[Work item] Using the records below, output the stretch that opens with the line containing "Target: black strap" and closes with the line containing "Target: misty forest background", exactly and including both lines, with nothing more.

-*-

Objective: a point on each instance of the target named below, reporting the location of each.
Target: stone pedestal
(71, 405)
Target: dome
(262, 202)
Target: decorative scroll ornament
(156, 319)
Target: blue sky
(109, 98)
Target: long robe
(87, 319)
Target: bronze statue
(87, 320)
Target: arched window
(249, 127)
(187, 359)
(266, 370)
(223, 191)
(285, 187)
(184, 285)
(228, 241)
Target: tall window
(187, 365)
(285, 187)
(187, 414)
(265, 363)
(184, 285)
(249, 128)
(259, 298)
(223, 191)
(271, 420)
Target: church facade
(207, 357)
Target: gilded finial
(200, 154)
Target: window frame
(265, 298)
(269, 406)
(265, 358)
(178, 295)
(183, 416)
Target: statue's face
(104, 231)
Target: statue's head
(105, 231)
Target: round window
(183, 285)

-*-

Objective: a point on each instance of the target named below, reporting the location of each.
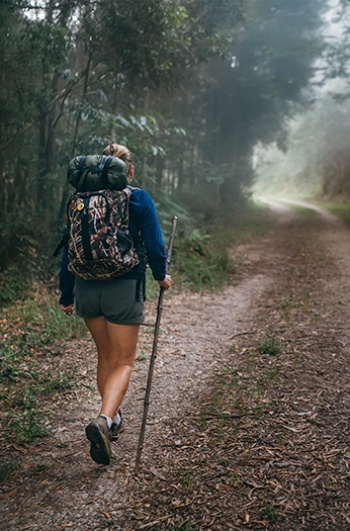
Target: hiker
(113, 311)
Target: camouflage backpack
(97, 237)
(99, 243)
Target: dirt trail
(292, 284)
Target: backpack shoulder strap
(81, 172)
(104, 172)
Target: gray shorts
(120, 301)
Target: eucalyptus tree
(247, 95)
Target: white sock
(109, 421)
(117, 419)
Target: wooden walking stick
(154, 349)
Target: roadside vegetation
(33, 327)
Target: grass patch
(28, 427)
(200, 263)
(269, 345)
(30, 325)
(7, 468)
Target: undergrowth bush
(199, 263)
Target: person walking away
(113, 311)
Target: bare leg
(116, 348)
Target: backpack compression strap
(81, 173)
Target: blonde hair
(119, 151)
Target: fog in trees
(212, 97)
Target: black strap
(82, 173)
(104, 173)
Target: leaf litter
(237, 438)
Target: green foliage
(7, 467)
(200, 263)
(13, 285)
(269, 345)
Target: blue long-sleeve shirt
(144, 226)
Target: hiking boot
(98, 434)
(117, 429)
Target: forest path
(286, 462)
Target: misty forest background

-*-

[Response to the task]
Target: black strap
(82, 173)
(104, 173)
Target: leaf litter
(237, 438)
Target: green foliage
(7, 467)
(200, 263)
(13, 285)
(269, 345)
Target: blue long-sleeve shirt
(144, 226)
Target: hiking boot
(98, 434)
(117, 429)
Target: forest path
(286, 462)
Target: misty forest background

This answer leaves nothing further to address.